Required actions
1. Using the capital planning article below, list each source that makes up the cash available for capital projects this year.
2. Answer these from the capital planning article below:
(a) How many Town Councilors sit on the Joint Capital Planning Committee?
(b) What is the total cash available for capital projects this year?
(c) How much new borrowing is proposed?

Text section: Begin

Allocation Will Include Over $1M For Road And Sidewalk Repairs Though Backlog Estimated To Be $22
Seven million dollars in spending on capital improvements have been recommended by the Joint Capital Planning Committee (JCPC) to the Town Manager. The JCPC, composed of three Town Councilors and two members each from the School Committee and the Jones Library Board of Trustees, recommended the capital improvement plan proposed to them by the Manager in February with a few suggested modifications.
The total cash available for capital projects this year is $5,427,671, after accounting for existing debt. This comprises 8.5% of the property tax levy, unspent capital reserves from last year, and State Chapter 90 funds for road improvements. In addition, $1.6 million of new borrowing is proposed, bringing the total spending to about $7 million. Capital requests from departments, which were funneled through the Town Manager before being submitted to the JCPC, nearly equaled available funds.

Text section: End
Record set: Begin

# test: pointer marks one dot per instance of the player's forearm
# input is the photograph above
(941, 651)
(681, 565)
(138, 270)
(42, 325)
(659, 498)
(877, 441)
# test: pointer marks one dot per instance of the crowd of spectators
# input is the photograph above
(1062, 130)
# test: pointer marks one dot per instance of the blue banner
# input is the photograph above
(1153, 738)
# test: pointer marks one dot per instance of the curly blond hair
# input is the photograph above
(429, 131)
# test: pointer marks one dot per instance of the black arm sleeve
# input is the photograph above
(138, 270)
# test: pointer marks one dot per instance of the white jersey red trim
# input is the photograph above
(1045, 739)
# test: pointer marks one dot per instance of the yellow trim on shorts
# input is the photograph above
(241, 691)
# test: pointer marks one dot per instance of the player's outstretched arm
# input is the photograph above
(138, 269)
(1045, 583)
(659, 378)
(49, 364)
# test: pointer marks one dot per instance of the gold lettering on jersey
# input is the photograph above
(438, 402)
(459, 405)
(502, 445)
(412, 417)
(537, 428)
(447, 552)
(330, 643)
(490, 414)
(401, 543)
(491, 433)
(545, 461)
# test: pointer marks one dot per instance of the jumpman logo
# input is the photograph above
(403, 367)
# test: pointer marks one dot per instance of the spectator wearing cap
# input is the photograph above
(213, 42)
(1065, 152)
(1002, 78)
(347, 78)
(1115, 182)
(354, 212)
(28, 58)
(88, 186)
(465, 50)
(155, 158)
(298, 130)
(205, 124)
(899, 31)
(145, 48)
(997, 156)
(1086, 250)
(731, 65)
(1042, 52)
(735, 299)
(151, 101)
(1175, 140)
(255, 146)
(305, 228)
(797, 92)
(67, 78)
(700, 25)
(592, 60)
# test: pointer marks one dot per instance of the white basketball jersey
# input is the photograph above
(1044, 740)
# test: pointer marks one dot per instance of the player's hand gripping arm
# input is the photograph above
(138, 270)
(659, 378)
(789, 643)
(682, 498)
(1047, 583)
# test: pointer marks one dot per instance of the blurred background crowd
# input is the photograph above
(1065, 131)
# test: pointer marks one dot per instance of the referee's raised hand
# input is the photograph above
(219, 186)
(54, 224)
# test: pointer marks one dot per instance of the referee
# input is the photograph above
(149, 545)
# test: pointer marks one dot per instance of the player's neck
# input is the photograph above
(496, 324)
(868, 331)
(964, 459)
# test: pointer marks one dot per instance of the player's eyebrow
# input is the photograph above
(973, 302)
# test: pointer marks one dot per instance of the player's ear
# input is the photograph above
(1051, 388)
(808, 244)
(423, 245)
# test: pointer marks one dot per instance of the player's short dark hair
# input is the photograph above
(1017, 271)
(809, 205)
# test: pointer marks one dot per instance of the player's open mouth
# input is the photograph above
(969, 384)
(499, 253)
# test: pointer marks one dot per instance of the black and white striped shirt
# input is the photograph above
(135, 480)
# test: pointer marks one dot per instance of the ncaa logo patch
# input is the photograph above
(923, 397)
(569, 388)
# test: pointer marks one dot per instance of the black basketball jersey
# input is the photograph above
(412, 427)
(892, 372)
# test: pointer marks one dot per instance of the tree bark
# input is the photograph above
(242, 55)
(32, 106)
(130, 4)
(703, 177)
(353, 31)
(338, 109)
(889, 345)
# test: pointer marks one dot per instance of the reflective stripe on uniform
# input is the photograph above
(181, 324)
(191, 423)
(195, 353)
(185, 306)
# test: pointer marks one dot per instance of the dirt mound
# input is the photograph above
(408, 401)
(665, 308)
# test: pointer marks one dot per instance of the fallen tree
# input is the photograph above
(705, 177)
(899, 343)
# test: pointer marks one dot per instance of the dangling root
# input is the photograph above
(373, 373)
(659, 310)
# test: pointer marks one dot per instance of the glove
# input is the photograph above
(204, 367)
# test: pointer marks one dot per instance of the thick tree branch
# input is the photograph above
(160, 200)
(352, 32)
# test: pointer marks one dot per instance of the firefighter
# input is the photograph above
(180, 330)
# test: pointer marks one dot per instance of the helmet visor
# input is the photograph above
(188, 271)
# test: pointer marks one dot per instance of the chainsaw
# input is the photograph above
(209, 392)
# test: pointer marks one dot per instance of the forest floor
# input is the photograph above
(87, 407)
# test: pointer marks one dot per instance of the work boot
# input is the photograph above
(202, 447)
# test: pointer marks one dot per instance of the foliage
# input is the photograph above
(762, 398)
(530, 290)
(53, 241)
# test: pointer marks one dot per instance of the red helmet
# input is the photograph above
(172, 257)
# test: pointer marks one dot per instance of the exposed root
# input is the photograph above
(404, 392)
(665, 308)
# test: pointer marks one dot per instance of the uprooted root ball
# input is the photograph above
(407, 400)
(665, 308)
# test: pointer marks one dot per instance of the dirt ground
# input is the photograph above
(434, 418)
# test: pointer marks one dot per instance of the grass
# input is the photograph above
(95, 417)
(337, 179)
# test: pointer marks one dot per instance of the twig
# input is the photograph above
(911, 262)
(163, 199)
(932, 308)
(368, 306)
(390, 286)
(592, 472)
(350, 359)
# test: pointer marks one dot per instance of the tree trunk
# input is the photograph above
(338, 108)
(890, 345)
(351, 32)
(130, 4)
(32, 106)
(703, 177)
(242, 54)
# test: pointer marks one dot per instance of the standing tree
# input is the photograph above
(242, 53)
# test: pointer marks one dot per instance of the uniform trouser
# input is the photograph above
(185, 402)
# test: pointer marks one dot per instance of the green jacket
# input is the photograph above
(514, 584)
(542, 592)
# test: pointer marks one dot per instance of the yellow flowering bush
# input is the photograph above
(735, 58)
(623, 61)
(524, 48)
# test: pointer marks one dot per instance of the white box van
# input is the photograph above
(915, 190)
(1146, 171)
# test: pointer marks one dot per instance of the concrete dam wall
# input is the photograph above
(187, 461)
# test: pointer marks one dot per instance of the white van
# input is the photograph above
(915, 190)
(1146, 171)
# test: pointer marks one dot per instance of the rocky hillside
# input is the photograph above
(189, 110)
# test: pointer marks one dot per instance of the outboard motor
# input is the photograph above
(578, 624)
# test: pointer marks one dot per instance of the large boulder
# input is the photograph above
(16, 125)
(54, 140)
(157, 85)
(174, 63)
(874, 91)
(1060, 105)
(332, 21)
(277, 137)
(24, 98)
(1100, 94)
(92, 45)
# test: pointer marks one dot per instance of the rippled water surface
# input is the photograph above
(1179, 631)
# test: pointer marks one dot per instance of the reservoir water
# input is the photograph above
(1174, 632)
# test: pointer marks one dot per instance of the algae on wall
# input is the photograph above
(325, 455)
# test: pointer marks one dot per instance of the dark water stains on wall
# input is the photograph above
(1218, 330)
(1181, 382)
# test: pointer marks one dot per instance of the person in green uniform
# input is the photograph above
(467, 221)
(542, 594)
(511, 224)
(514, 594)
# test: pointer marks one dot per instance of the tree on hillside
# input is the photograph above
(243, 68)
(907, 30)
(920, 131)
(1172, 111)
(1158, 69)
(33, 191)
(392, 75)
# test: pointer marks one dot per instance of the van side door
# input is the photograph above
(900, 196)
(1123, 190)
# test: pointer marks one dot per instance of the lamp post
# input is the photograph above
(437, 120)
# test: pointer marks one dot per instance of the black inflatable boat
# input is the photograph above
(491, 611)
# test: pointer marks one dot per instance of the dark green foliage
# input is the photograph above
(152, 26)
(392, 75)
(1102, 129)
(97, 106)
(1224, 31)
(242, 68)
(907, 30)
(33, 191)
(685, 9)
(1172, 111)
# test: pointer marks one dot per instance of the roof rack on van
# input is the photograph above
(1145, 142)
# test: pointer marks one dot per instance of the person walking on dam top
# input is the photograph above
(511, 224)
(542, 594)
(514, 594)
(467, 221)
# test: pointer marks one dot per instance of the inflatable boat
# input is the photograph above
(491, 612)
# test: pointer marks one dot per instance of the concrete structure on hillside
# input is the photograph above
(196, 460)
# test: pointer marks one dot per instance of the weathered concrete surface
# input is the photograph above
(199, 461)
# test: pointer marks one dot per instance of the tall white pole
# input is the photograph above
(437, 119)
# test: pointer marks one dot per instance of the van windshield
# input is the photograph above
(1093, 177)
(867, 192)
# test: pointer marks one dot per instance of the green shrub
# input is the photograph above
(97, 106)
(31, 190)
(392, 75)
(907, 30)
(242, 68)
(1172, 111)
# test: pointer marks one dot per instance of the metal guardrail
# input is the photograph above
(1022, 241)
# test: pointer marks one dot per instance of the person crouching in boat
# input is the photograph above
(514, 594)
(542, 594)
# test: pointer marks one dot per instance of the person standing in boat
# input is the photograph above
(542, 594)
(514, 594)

Record set: End
Record set: Begin

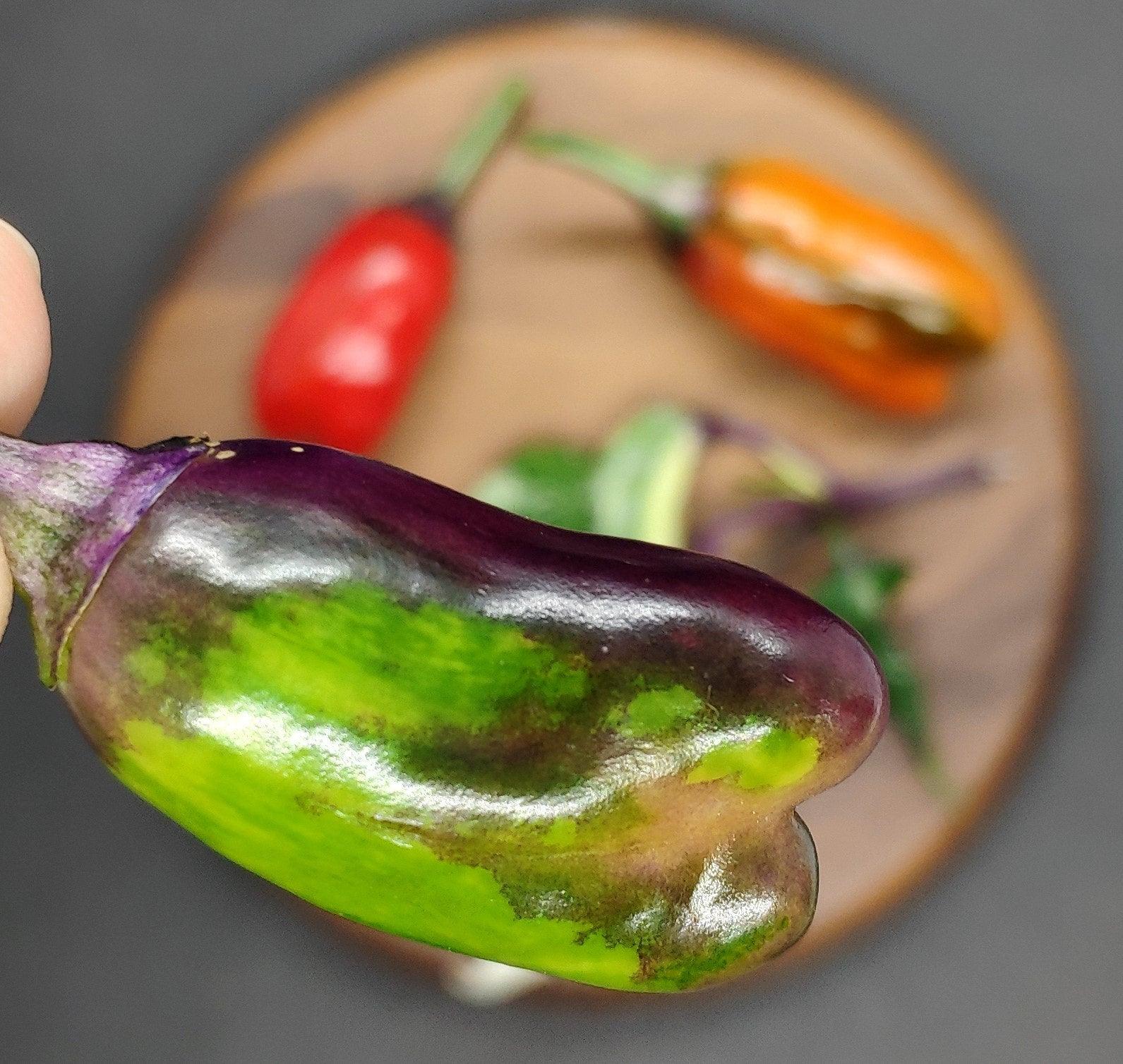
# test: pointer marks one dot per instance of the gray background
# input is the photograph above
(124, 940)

Record set: End
Record set: Begin

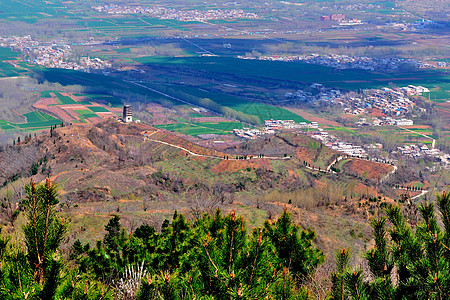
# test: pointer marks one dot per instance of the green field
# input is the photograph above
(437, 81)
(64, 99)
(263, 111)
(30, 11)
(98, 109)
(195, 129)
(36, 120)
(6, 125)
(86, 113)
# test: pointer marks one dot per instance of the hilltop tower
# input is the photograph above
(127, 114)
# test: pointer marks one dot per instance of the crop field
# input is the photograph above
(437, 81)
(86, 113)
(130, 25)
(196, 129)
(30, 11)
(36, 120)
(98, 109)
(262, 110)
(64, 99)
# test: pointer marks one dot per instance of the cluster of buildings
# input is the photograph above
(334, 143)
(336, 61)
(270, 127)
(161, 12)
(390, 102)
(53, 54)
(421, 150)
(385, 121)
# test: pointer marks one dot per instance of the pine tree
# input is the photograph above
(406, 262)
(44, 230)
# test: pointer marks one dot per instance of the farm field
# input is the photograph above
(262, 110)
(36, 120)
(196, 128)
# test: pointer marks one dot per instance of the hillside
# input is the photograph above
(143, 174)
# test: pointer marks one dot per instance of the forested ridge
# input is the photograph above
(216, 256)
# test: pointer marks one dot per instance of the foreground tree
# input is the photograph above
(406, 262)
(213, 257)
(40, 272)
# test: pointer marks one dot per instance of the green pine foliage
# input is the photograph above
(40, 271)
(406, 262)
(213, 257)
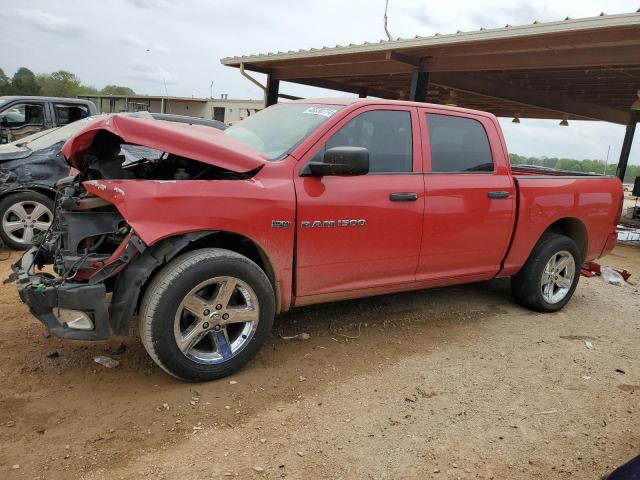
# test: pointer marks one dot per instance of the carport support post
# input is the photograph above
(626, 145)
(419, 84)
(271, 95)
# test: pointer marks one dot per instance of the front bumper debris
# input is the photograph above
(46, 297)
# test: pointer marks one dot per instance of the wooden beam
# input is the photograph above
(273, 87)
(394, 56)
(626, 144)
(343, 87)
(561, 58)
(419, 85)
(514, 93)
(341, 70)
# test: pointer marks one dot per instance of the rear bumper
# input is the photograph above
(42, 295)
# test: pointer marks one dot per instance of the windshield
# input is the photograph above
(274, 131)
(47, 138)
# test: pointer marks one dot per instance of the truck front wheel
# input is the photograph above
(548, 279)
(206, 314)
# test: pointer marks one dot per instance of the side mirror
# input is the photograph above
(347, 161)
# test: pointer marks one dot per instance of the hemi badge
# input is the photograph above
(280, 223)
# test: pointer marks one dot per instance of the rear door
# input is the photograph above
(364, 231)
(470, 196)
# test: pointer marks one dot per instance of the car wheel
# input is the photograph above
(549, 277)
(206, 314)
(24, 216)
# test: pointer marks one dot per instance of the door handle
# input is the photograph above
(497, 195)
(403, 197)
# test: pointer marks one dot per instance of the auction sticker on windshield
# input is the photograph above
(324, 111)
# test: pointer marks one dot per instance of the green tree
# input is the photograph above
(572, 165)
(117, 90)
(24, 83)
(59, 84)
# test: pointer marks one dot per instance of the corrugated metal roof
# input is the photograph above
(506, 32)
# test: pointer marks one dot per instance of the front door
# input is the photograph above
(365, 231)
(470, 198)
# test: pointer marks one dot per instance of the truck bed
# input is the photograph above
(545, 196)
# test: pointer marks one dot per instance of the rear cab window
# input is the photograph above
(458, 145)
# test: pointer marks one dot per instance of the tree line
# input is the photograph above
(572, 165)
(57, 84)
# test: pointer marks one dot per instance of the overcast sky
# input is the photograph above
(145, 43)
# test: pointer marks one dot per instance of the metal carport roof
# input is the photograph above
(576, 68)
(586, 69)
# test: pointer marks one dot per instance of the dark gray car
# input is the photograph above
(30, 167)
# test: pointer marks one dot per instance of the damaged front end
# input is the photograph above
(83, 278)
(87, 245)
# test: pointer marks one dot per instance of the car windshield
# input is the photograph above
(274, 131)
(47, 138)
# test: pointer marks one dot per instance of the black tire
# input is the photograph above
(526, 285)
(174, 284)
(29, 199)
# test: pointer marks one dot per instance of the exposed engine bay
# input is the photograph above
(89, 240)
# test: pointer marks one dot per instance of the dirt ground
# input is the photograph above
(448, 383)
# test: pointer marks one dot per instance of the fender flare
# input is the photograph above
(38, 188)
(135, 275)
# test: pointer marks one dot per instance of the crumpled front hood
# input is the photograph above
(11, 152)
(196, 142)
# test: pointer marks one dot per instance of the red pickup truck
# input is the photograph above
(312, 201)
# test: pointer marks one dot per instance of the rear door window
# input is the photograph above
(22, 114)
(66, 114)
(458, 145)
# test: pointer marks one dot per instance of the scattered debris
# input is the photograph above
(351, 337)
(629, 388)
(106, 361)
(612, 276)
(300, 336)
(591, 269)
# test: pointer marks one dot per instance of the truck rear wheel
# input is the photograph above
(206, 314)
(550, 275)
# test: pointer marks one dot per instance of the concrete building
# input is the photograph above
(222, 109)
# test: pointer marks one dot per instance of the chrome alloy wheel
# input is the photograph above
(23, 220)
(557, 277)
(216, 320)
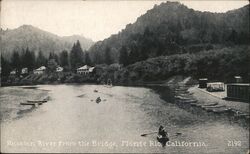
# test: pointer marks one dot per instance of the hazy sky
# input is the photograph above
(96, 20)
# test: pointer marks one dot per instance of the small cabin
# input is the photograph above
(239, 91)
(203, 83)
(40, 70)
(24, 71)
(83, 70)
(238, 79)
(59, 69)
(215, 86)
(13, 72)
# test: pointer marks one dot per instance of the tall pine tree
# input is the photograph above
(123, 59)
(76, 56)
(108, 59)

Record set: End

Results of the tasks
1.
- 8.5% of the property tax levy
- Unspent capital reserves from last year
- State Chapter 90 funds for road improvements

2.
(a) Three
(b) $5,427,671
(c) $1.6 million